(Saved data entries)
━━━━━━

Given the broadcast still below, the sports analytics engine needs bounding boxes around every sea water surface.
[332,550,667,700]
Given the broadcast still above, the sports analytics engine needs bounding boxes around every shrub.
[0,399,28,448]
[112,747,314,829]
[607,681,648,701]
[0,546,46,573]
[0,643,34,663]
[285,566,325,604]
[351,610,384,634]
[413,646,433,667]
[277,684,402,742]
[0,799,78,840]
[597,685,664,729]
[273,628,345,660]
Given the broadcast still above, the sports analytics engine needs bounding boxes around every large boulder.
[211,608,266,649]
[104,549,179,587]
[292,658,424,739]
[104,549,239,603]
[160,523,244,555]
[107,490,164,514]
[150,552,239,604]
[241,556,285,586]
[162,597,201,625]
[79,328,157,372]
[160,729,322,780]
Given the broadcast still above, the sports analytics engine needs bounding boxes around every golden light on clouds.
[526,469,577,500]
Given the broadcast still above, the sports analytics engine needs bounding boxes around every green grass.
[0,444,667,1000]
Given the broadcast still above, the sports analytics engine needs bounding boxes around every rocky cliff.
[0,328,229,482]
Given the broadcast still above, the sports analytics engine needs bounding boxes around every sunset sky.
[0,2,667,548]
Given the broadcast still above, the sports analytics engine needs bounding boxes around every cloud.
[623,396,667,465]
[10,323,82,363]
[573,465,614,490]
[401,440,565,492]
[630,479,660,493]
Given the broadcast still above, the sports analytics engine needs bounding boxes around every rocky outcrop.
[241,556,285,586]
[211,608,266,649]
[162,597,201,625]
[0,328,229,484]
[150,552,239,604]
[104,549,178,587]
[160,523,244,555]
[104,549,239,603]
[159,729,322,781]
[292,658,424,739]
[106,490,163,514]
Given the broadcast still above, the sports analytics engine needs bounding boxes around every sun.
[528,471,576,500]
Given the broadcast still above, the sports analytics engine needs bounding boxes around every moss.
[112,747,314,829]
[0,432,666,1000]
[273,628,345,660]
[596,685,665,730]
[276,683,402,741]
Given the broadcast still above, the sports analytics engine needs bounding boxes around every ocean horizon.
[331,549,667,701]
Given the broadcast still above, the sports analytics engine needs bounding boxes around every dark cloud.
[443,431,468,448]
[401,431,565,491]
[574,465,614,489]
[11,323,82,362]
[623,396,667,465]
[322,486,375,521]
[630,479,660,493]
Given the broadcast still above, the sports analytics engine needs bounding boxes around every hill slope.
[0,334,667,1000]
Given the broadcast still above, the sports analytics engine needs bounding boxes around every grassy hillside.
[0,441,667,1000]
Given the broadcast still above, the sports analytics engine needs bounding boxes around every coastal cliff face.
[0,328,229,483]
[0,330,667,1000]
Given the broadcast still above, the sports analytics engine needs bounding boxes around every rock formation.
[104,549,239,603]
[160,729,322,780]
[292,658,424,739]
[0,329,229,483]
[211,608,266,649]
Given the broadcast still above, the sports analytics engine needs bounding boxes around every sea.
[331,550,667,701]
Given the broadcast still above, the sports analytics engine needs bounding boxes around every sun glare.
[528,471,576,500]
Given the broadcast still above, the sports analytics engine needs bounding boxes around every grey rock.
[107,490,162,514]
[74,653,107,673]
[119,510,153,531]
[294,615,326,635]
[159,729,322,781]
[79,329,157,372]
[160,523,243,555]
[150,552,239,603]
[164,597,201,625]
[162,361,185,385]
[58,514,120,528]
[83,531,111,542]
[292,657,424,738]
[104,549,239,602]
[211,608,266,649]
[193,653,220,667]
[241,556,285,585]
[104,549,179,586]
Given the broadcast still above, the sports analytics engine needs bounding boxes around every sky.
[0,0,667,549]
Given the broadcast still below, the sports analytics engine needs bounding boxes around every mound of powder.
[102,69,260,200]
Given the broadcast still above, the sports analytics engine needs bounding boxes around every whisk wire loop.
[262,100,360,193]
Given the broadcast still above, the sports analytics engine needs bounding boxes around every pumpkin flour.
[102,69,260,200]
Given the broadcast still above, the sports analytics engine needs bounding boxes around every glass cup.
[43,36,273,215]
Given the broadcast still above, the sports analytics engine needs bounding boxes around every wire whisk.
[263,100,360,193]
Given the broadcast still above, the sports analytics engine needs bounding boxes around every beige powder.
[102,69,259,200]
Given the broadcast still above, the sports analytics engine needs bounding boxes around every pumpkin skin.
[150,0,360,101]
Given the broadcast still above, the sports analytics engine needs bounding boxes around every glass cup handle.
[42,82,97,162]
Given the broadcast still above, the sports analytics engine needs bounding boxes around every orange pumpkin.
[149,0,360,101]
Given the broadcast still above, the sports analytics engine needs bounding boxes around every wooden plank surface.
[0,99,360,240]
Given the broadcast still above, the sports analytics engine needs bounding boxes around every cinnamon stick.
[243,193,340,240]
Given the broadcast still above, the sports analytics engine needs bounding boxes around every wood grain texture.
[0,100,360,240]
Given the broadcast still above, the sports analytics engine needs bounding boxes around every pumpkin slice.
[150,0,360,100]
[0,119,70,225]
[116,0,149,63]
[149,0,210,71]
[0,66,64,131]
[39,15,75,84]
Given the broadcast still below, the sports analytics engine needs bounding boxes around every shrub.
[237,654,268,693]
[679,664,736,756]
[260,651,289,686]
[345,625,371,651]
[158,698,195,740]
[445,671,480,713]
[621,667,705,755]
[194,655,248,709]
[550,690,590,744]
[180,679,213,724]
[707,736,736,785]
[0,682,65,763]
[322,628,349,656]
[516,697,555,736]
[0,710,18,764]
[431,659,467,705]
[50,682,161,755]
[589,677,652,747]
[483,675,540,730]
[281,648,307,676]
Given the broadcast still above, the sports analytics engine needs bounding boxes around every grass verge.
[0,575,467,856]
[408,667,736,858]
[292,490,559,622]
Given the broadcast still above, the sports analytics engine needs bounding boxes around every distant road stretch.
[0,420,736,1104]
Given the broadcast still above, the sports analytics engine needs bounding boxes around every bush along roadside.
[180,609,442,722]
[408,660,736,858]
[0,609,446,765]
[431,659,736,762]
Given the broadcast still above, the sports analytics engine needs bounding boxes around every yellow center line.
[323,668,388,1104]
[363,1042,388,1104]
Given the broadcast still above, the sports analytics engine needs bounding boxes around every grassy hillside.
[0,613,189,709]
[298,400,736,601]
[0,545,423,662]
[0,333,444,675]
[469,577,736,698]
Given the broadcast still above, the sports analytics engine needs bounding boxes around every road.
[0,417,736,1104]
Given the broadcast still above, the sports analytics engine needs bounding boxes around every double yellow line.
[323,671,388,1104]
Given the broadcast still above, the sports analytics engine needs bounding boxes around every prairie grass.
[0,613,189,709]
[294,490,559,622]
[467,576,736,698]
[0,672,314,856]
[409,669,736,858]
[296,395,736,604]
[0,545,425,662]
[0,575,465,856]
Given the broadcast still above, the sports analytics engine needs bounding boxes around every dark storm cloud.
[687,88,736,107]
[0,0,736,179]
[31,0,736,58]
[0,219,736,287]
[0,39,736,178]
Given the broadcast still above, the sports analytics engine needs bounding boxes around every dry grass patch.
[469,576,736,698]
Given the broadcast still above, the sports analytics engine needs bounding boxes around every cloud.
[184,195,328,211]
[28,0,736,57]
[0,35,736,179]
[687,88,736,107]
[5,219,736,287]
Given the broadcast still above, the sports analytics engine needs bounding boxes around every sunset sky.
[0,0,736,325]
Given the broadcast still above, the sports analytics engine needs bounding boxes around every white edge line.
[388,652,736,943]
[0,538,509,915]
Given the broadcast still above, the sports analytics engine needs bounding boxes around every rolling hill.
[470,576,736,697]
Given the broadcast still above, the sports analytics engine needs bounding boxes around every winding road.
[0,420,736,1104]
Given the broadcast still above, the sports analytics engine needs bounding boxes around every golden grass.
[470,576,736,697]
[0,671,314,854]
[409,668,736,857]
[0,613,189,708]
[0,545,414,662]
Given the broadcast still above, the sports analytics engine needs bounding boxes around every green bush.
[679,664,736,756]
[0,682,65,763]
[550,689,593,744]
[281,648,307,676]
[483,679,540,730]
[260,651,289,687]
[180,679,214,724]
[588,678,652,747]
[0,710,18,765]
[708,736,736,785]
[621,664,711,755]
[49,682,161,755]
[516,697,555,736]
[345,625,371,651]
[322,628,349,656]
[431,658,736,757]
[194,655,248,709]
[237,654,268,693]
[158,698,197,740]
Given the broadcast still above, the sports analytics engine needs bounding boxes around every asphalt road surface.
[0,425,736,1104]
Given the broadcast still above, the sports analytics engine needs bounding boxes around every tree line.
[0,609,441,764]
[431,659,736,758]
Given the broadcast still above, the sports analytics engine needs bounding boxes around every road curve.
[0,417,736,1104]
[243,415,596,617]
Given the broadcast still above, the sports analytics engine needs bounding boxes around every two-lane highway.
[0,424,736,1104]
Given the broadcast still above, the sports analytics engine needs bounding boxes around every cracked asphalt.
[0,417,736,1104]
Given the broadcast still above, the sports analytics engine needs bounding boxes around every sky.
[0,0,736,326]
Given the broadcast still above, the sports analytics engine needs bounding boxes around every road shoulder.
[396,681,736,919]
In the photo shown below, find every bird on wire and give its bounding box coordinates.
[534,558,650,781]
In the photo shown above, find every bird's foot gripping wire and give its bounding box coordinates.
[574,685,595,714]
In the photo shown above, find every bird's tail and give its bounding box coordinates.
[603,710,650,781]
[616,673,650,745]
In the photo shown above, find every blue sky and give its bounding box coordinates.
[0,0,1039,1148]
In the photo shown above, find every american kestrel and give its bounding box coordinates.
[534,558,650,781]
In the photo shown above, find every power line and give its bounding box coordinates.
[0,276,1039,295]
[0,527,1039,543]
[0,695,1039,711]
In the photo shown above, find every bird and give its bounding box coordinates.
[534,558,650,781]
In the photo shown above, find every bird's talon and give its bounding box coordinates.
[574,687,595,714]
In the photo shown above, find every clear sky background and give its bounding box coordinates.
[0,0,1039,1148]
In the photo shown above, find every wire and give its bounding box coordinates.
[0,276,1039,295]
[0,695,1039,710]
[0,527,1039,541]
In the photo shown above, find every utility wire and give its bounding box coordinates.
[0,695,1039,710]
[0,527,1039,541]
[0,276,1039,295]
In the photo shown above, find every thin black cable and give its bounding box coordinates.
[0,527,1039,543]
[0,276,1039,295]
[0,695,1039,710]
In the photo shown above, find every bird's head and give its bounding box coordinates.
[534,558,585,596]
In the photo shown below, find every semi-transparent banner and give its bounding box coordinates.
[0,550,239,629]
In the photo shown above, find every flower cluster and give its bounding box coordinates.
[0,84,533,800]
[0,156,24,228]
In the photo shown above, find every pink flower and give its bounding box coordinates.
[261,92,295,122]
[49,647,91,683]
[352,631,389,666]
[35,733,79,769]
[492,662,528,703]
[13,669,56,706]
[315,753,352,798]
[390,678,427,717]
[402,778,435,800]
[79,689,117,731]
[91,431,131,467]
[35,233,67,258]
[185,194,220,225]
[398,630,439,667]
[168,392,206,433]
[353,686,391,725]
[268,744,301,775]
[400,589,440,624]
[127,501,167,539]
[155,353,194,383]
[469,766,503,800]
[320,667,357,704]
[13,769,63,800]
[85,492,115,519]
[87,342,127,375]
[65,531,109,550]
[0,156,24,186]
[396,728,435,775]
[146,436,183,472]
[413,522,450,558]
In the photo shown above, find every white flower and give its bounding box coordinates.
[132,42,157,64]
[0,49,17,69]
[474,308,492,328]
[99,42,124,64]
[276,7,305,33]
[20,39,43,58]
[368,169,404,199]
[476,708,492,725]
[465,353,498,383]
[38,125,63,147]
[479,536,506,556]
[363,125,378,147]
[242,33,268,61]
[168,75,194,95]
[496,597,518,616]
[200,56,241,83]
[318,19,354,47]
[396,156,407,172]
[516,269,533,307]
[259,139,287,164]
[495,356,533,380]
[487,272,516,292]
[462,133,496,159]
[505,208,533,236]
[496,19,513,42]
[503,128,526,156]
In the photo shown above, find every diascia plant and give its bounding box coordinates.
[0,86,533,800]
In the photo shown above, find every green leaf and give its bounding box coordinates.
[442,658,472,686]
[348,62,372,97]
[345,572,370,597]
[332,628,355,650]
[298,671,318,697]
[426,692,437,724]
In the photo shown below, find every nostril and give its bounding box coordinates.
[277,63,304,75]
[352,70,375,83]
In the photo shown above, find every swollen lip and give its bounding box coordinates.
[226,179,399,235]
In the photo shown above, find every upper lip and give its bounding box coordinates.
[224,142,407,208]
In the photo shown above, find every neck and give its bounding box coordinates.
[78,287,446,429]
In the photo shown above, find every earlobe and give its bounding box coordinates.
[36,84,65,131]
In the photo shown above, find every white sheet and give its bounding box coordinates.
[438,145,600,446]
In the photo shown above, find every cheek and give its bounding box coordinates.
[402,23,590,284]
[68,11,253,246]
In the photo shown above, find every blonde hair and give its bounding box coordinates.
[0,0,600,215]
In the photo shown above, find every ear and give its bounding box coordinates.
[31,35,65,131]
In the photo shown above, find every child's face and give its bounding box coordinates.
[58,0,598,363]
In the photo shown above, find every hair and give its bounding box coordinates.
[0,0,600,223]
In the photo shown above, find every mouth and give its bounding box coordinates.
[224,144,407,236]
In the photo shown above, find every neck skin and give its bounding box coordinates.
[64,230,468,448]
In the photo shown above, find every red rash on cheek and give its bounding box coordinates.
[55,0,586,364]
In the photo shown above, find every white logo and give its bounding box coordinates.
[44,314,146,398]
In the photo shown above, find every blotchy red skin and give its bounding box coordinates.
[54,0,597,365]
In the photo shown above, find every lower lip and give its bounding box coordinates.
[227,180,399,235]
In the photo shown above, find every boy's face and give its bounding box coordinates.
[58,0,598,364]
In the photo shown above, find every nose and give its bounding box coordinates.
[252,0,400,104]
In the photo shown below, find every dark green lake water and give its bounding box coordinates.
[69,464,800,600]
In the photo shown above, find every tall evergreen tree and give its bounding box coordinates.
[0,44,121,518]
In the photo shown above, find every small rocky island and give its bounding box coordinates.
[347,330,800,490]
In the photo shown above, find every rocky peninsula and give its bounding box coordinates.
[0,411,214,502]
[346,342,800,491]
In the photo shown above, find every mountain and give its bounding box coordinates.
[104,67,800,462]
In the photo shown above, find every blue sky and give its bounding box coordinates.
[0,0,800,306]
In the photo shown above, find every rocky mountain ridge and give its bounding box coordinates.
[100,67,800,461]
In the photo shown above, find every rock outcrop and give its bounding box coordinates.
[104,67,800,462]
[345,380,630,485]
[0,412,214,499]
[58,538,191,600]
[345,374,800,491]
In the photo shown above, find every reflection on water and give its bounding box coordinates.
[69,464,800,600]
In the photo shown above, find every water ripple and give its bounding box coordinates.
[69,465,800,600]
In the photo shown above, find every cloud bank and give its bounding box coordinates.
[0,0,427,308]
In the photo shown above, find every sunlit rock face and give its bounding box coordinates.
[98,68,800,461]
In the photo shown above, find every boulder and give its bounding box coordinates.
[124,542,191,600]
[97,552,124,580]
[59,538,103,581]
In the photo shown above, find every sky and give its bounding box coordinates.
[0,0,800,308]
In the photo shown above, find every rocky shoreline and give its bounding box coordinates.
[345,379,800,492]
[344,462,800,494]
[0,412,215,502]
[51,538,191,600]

━━━━━━

Please give the items again, starting with the line that contains "distant road stretch." and going on through the line that contains "[431,659,736,762]". Change "broadcast still" to "video frame" and leave everything else unchanged.

— Written solution —
Given the video frame above, the sports analytics engine needs bounding boxes around every distant road stretch.
[0,420,736,1104]
Given the video frame above, the sports analytics engine needs bounding boxes around every bush along roadside.
[180,609,442,722]
[408,660,736,858]
[0,609,446,765]
[431,659,736,762]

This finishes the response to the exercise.